TASK INSTRUCTIONS
Lines from the one containing "Query: stone pavement" through the end of the material below should be given again exactly, with no others.

[Start of section]

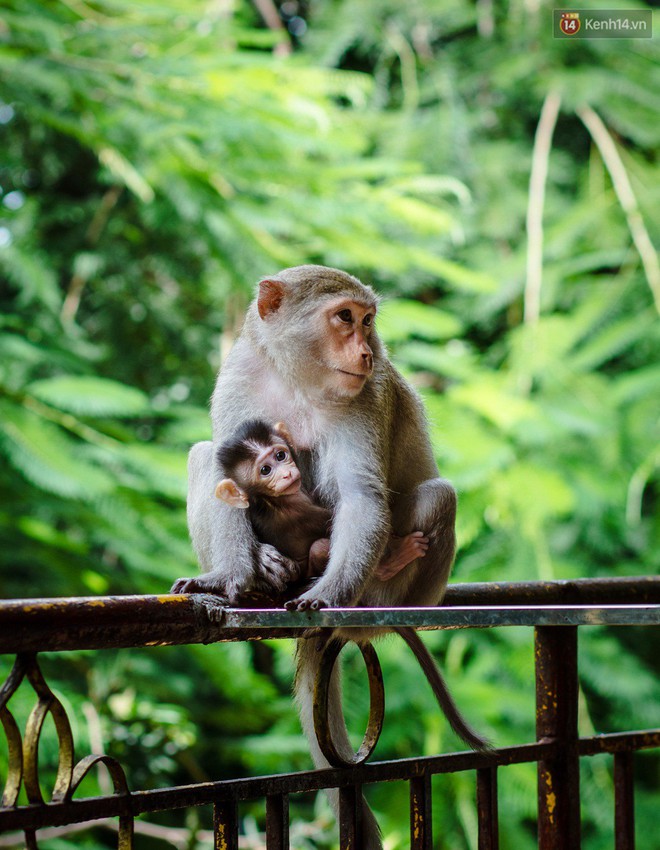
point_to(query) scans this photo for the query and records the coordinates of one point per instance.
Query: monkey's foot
(274, 570)
(305, 603)
(201, 584)
(400, 552)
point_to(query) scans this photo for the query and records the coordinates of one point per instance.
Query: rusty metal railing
(555, 610)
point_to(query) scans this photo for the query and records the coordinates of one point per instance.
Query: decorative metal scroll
(322, 720)
(23, 769)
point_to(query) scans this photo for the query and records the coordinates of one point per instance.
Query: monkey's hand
(274, 570)
(208, 583)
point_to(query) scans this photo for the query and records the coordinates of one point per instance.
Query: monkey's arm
(232, 559)
(360, 530)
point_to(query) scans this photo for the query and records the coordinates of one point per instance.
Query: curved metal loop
(47, 704)
(12, 735)
(322, 723)
(120, 785)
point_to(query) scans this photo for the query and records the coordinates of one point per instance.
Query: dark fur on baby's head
(243, 445)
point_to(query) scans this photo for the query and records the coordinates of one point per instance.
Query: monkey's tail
(308, 658)
(441, 691)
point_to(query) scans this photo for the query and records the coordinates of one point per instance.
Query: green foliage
(157, 159)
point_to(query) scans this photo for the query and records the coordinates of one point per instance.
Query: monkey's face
(274, 471)
(344, 349)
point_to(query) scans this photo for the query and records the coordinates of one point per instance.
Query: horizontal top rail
(33, 625)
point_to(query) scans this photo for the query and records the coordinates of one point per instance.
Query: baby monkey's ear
(281, 429)
(231, 493)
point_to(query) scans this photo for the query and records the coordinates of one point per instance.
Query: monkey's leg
(400, 552)
(430, 507)
(319, 553)
(232, 559)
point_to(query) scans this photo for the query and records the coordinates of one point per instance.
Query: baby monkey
(263, 477)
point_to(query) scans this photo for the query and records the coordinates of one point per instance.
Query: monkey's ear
(271, 293)
(281, 429)
(231, 493)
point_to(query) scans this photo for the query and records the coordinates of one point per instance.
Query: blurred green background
(157, 158)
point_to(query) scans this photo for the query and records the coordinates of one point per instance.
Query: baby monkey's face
(274, 471)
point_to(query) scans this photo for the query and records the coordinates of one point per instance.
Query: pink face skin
(348, 354)
(275, 471)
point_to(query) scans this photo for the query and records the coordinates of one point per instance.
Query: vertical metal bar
(489, 836)
(225, 825)
(556, 721)
(350, 818)
(624, 802)
(421, 833)
(277, 822)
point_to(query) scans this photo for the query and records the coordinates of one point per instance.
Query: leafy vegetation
(157, 158)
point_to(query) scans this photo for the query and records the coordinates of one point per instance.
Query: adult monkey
(310, 355)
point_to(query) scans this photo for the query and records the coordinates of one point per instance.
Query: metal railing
(555, 610)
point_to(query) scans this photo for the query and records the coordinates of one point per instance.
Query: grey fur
(371, 461)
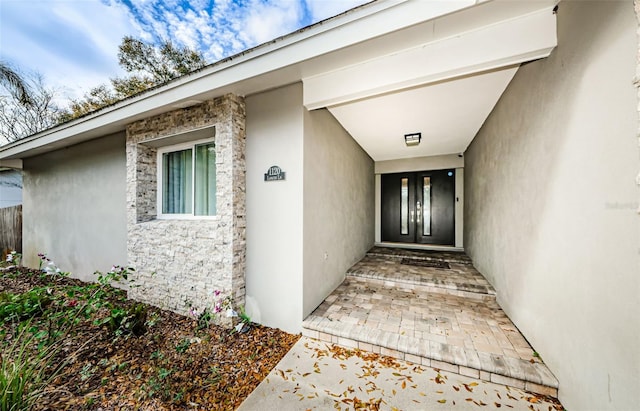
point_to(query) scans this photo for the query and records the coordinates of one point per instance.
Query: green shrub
(126, 320)
(18, 307)
(25, 371)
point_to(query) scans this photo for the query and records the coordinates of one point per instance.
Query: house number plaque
(274, 173)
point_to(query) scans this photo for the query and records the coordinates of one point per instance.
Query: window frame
(159, 173)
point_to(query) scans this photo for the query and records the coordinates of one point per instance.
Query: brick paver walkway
(444, 318)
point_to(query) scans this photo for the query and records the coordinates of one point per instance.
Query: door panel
(419, 207)
(395, 211)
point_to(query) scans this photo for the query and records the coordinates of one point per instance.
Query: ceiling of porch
(443, 87)
(447, 114)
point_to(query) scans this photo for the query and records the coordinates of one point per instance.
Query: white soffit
(448, 114)
(444, 89)
(501, 44)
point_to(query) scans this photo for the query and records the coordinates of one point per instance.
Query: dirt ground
(173, 365)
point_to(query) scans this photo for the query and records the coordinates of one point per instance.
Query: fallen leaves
(215, 370)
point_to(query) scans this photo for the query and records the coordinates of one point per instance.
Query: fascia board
(522, 39)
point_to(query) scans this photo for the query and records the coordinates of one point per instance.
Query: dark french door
(419, 207)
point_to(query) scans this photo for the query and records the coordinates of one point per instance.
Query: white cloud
(74, 43)
(268, 20)
(323, 9)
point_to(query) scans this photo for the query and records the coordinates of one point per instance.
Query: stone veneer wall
(180, 262)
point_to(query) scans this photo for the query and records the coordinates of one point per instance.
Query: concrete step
(438, 272)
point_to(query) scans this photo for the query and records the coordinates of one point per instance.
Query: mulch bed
(172, 366)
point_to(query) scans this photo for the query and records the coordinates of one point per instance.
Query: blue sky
(74, 43)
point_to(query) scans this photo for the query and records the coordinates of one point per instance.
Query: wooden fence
(10, 230)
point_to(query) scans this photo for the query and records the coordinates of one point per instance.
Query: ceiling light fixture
(412, 139)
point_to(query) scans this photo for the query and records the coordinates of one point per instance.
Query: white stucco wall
(338, 205)
(551, 201)
(274, 209)
(10, 188)
(74, 207)
(420, 164)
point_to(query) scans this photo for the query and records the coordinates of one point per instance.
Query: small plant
(25, 371)
(87, 372)
(14, 258)
(183, 346)
(157, 355)
(18, 307)
(125, 321)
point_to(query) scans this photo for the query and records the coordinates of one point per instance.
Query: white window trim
(178, 147)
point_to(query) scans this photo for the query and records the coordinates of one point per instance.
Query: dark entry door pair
(419, 207)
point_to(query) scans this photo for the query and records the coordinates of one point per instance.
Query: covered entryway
(431, 308)
(419, 207)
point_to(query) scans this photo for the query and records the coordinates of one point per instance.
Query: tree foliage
(147, 66)
(20, 118)
(14, 83)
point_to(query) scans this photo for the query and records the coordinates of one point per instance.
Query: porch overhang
(443, 88)
(391, 44)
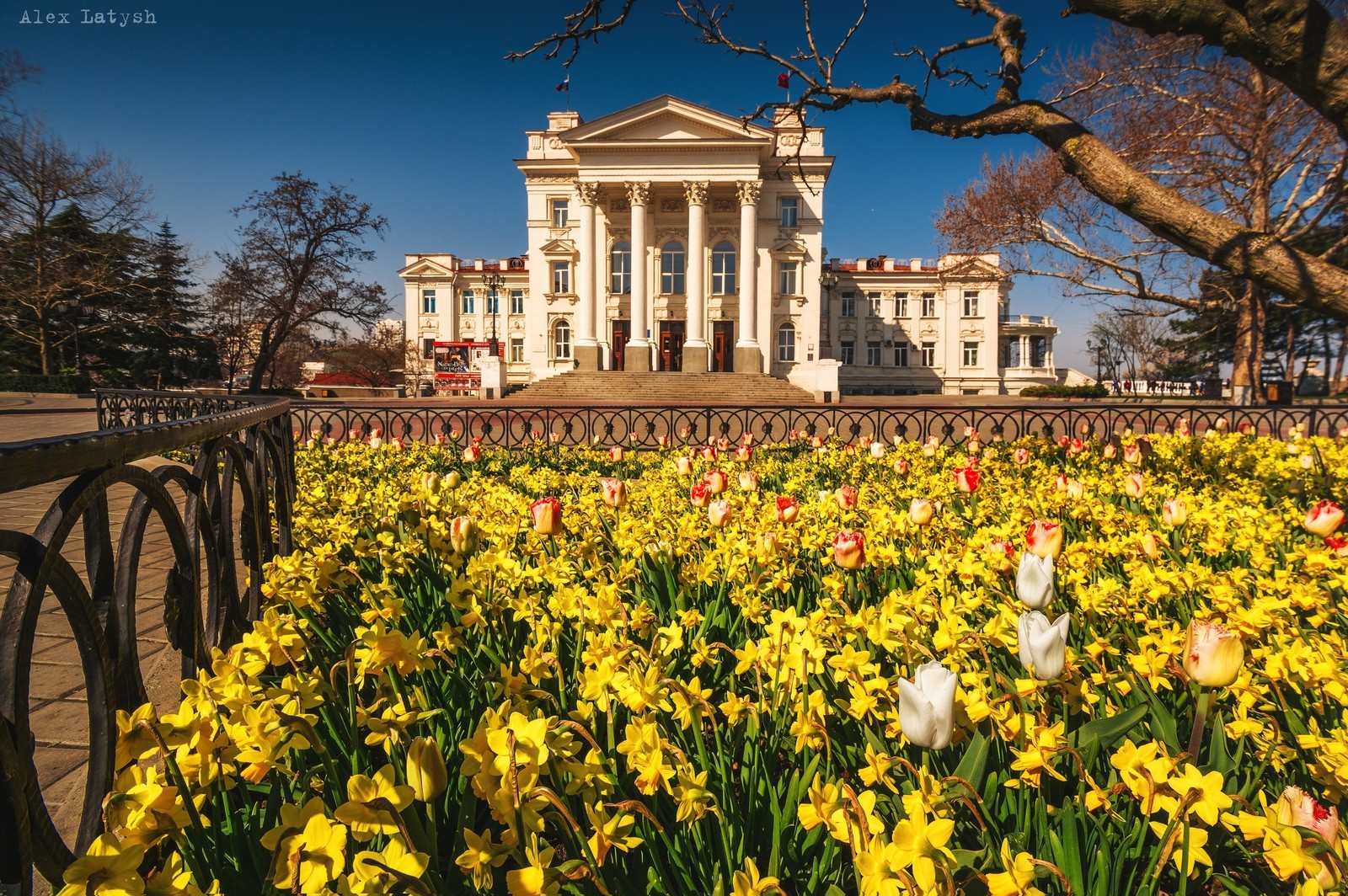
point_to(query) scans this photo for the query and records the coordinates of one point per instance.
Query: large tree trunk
(1246, 387)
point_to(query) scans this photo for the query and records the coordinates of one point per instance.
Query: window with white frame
(723, 269)
(786, 343)
(620, 269)
(671, 269)
(563, 340)
(561, 276)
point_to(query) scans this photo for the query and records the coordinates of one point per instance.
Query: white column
(748, 195)
(639, 195)
(694, 192)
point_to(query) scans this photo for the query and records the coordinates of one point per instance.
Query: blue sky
(415, 109)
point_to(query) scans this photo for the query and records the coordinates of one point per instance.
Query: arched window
(620, 263)
(563, 340)
(671, 269)
(723, 269)
(786, 343)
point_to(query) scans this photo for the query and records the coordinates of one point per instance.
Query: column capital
(588, 192)
(639, 192)
(694, 192)
(748, 192)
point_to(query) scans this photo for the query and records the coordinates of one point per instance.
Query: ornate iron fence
(642, 426)
(240, 444)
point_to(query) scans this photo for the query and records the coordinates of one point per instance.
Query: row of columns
(592, 264)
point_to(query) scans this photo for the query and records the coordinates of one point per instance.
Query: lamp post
(491, 285)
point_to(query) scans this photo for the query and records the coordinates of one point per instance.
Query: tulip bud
(1212, 653)
(1035, 581)
(548, 516)
(426, 772)
(927, 707)
(849, 550)
(1044, 646)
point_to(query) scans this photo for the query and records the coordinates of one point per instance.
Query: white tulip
(927, 705)
(1035, 581)
(1044, 644)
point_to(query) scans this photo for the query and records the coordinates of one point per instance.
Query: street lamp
(492, 283)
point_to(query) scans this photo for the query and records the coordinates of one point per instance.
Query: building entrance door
(671, 345)
(622, 333)
(723, 347)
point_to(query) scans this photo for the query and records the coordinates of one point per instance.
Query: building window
(561, 276)
(786, 343)
(563, 341)
(561, 213)
(620, 266)
(723, 269)
(671, 269)
(971, 303)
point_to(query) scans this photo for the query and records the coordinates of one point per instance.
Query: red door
(723, 345)
(671, 345)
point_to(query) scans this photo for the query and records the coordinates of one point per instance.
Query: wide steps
(623, 387)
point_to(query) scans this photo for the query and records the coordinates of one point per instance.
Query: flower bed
(802, 669)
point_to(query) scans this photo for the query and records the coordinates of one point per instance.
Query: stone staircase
(623, 387)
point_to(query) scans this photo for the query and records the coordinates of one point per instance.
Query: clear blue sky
(415, 107)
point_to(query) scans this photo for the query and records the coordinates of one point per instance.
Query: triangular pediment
(665, 119)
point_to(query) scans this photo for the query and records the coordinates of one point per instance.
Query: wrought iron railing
(644, 426)
(240, 444)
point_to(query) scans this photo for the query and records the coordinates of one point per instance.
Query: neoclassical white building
(671, 237)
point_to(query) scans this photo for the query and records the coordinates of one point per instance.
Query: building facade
(671, 237)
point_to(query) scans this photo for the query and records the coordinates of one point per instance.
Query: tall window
(786, 343)
(723, 269)
(561, 276)
(563, 340)
(561, 213)
(620, 263)
(671, 269)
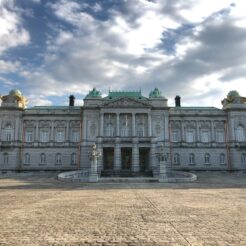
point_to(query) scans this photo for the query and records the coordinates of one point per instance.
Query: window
(5, 158)
(220, 137)
(42, 158)
(222, 158)
(58, 159)
(189, 136)
(28, 136)
(27, 159)
(175, 136)
(73, 158)
(8, 133)
(176, 159)
(75, 136)
(240, 137)
(243, 158)
(109, 130)
(44, 136)
(207, 158)
(125, 131)
(60, 136)
(191, 159)
(205, 136)
(140, 130)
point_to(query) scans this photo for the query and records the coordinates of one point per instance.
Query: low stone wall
(74, 176)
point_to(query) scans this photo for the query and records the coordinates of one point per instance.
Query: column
(37, 130)
(166, 127)
(133, 125)
(67, 131)
(152, 155)
(101, 124)
(149, 124)
(117, 155)
(182, 131)
(197, 132)
(52, 131)
(135, 156)
(212, 132)
(84, 127)
(117, 124)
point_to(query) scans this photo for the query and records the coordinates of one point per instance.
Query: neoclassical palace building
(128, 129)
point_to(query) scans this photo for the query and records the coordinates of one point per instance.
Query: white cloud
(12, 33)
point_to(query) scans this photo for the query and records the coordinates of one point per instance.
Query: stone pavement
(40, 210)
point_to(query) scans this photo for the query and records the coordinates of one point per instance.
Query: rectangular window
(60, 136)
(75, 136)
(220, 137)
(44, 136)
(175, 136)
(189, 137)
(205, 136)
(28, 136)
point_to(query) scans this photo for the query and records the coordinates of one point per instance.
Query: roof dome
(233, 94)
(15, 92)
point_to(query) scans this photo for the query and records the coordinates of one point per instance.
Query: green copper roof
(94, 93)
(116, 94)
(155, 94)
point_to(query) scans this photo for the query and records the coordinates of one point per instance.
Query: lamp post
(93, 156)
(162, 158)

[End of section]

ANSWER TO THE EXERCISE
Query: stone pavement
(40, 210)
point_to(query) scans this photo for the query and records the coordinates of one point per instance.
Query: rectangular window
(60, 136)
(75, 136)
(220, 137)
(44, 136)
(175, 136)
(189, 137)
(205, 136)
(28, 136)
point_to(query) scans this photo for the query and records the coordinates of one point per instance.
Query: roof dome
(233, 94)
(15, 92)
point_to(query) scans this photo for the query and records the coordinates of one point per instance.
Query: green copper roof
(94, 93)
(116, 94)
(155, 94)
point_to(query) scans this photo for the query and records the coordinates of one point per instance.
Query: lamp post
(93, 156)
(162, 158)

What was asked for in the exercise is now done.